— DIRECTIONS —
Please report how many lines in the material below contain the string "beak", giving only the number.

[start of INFORMATION PROVIDED]

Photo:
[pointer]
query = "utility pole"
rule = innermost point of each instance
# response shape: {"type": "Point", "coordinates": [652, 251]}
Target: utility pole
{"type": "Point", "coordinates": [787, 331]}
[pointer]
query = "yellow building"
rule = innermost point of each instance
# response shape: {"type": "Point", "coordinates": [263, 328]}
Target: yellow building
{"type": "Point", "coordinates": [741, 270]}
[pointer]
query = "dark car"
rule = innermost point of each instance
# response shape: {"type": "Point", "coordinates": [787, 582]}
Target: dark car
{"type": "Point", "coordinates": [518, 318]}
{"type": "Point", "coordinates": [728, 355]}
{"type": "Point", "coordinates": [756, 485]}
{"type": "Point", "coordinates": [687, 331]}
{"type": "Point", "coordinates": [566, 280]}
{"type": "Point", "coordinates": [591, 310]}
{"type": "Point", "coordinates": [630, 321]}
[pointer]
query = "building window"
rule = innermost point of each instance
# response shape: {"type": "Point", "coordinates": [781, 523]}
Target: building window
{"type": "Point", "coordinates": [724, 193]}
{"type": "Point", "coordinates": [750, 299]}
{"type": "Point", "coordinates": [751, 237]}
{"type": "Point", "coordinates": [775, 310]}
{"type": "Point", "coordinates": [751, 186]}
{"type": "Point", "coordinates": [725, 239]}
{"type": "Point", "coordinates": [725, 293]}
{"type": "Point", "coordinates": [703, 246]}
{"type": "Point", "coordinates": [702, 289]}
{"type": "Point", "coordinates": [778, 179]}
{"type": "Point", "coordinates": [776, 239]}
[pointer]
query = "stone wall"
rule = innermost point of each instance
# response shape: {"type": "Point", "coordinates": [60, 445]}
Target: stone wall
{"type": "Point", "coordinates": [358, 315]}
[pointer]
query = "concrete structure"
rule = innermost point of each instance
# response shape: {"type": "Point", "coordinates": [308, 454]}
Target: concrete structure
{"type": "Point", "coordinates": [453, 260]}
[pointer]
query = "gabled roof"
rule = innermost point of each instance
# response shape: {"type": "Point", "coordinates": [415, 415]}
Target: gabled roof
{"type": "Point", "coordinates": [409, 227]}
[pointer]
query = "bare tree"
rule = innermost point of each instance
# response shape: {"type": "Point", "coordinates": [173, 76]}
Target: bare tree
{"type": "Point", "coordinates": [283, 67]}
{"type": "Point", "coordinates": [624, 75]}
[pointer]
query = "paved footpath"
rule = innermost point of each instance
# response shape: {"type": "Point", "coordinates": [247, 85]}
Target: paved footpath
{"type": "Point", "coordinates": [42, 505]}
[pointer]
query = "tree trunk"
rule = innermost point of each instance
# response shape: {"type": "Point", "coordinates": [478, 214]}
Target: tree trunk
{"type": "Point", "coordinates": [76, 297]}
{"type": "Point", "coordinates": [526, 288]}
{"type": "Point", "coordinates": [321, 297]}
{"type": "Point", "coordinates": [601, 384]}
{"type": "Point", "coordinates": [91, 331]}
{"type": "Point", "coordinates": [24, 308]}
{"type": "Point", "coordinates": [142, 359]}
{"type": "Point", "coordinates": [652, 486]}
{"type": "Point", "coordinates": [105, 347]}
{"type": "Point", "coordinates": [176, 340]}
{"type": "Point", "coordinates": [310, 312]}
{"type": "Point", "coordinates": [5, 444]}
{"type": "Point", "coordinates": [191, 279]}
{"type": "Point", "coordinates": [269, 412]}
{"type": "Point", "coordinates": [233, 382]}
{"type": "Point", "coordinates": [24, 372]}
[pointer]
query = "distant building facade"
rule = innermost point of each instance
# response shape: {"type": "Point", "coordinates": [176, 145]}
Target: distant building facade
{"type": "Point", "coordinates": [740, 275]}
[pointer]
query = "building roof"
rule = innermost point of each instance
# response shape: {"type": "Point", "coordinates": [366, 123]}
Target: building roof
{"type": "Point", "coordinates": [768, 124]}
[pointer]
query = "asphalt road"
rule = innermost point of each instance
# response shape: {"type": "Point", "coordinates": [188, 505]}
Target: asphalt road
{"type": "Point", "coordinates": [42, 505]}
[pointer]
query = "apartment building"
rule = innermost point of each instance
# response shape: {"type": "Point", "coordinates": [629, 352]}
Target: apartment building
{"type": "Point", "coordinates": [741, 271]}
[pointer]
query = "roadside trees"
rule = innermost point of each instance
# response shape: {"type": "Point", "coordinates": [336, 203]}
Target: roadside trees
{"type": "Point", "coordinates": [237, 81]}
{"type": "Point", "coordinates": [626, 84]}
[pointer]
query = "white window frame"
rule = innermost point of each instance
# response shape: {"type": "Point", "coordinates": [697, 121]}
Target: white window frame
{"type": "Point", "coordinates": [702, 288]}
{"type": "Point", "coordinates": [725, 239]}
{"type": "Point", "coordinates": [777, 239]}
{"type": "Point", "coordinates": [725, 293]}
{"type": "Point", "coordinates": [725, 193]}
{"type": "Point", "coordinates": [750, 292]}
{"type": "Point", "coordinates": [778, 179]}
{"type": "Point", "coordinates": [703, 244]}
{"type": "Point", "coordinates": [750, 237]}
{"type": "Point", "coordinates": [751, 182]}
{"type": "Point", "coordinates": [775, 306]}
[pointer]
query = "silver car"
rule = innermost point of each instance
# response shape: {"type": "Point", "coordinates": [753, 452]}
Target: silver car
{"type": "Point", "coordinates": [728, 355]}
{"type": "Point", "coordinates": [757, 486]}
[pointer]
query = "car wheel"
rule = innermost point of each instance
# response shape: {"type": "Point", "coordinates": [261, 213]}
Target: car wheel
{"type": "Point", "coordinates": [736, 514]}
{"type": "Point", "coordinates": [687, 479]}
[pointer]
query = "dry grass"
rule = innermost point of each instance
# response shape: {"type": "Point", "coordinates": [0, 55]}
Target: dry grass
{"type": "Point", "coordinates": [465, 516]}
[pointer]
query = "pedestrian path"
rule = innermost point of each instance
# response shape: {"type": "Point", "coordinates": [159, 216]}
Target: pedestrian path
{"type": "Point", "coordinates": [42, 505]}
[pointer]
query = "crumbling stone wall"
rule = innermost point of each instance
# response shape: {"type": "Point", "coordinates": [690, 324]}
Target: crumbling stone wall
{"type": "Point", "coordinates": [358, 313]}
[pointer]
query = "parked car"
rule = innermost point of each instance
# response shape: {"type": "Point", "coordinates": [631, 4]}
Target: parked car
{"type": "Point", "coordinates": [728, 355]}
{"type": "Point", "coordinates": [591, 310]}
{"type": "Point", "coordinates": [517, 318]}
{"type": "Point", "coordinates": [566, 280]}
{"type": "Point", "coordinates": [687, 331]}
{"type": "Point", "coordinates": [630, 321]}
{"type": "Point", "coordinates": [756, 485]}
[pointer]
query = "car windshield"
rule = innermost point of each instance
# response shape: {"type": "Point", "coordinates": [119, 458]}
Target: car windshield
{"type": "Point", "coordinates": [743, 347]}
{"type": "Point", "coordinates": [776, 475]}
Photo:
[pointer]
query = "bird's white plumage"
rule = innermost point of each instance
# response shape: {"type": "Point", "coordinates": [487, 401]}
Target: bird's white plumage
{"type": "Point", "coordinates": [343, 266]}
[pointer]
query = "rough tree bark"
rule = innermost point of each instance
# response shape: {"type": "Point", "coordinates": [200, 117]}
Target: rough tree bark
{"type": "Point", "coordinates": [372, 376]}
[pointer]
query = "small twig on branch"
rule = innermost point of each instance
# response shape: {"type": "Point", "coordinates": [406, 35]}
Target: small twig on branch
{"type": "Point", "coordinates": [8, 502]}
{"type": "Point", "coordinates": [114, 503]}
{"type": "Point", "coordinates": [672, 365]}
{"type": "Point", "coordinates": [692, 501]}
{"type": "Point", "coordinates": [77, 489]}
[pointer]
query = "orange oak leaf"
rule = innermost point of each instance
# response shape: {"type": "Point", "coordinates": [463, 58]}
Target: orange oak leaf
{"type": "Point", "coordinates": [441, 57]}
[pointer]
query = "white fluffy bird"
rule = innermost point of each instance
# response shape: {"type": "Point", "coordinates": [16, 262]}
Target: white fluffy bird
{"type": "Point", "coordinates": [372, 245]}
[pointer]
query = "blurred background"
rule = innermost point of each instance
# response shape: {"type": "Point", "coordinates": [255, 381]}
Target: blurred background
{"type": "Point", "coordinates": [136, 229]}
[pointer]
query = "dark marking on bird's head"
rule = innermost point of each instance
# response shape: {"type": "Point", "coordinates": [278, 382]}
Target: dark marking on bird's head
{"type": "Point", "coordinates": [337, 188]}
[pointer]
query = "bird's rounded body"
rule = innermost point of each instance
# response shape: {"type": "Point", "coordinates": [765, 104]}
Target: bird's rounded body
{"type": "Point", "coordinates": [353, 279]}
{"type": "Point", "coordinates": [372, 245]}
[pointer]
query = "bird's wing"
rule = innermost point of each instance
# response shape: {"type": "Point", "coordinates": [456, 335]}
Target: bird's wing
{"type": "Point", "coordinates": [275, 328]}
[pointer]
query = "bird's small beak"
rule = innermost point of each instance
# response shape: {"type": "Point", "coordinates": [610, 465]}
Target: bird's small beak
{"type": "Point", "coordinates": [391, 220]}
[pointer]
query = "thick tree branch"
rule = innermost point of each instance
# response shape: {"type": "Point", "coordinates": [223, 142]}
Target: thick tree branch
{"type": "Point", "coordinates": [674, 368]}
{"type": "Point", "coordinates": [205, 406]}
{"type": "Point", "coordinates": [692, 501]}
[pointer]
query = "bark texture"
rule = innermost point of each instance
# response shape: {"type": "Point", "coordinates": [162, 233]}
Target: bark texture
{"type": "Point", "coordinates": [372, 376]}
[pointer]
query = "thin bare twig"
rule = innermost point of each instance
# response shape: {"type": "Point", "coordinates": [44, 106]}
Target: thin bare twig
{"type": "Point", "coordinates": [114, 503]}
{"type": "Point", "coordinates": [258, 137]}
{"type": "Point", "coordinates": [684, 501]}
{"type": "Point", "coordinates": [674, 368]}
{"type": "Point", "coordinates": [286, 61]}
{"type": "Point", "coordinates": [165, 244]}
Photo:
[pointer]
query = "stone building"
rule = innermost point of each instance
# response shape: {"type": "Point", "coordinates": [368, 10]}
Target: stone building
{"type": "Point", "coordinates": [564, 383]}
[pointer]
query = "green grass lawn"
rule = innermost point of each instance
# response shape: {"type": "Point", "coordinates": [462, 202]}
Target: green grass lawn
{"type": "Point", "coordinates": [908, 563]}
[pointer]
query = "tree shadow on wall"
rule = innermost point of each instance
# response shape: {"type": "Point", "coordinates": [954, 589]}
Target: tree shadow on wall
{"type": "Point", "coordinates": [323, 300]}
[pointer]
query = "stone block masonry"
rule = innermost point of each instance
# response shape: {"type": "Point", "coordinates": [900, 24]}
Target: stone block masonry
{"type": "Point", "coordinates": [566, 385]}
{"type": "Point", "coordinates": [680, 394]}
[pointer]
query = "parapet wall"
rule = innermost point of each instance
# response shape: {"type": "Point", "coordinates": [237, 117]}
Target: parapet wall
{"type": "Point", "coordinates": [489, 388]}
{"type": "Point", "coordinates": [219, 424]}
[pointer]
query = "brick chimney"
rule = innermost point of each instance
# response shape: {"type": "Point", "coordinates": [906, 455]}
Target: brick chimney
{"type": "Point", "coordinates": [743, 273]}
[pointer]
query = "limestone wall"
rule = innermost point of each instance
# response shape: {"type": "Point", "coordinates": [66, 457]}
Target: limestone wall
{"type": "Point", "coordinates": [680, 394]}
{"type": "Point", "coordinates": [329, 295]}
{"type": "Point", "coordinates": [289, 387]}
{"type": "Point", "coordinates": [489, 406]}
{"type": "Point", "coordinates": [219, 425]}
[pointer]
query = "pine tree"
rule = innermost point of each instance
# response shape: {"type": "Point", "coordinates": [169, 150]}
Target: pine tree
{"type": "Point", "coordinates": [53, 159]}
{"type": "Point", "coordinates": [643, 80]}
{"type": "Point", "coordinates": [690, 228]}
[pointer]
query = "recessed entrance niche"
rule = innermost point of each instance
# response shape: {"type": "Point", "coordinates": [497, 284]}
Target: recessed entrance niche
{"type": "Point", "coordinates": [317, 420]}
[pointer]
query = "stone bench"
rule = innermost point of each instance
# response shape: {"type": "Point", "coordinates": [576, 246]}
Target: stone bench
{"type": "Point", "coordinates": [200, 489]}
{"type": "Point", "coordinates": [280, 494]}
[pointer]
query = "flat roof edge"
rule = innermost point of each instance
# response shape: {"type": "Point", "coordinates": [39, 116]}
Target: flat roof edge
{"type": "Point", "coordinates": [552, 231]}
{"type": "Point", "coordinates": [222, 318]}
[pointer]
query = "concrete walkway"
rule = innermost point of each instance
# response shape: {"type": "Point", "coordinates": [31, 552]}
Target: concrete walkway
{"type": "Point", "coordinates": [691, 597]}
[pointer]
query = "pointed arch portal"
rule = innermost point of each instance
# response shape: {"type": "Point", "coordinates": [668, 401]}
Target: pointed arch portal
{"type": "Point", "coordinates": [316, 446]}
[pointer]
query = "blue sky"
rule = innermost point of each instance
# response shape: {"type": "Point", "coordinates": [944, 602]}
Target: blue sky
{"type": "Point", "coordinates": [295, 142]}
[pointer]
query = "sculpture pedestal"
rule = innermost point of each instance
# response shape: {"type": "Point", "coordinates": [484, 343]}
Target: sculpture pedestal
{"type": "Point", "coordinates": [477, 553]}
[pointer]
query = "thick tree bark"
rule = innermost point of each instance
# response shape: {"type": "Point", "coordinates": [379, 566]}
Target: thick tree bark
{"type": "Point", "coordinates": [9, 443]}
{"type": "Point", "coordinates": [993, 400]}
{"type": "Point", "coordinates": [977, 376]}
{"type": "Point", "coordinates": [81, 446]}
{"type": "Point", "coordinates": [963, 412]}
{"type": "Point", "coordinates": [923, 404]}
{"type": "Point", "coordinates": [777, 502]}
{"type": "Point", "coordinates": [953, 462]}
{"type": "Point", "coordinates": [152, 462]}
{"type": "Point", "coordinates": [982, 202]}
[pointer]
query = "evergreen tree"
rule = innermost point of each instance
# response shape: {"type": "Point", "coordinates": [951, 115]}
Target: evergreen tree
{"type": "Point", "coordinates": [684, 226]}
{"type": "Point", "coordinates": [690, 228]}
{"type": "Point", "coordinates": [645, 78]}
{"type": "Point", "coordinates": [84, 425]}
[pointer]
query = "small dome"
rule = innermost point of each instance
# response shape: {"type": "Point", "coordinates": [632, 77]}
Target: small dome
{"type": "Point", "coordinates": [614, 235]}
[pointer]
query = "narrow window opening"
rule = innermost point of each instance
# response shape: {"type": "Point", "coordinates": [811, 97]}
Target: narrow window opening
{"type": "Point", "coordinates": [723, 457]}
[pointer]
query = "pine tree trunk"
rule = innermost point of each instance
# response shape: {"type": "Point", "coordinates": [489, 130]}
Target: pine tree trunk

[end of INFORMATION PROVIDED]

— PROBLEM SOLUTION —
2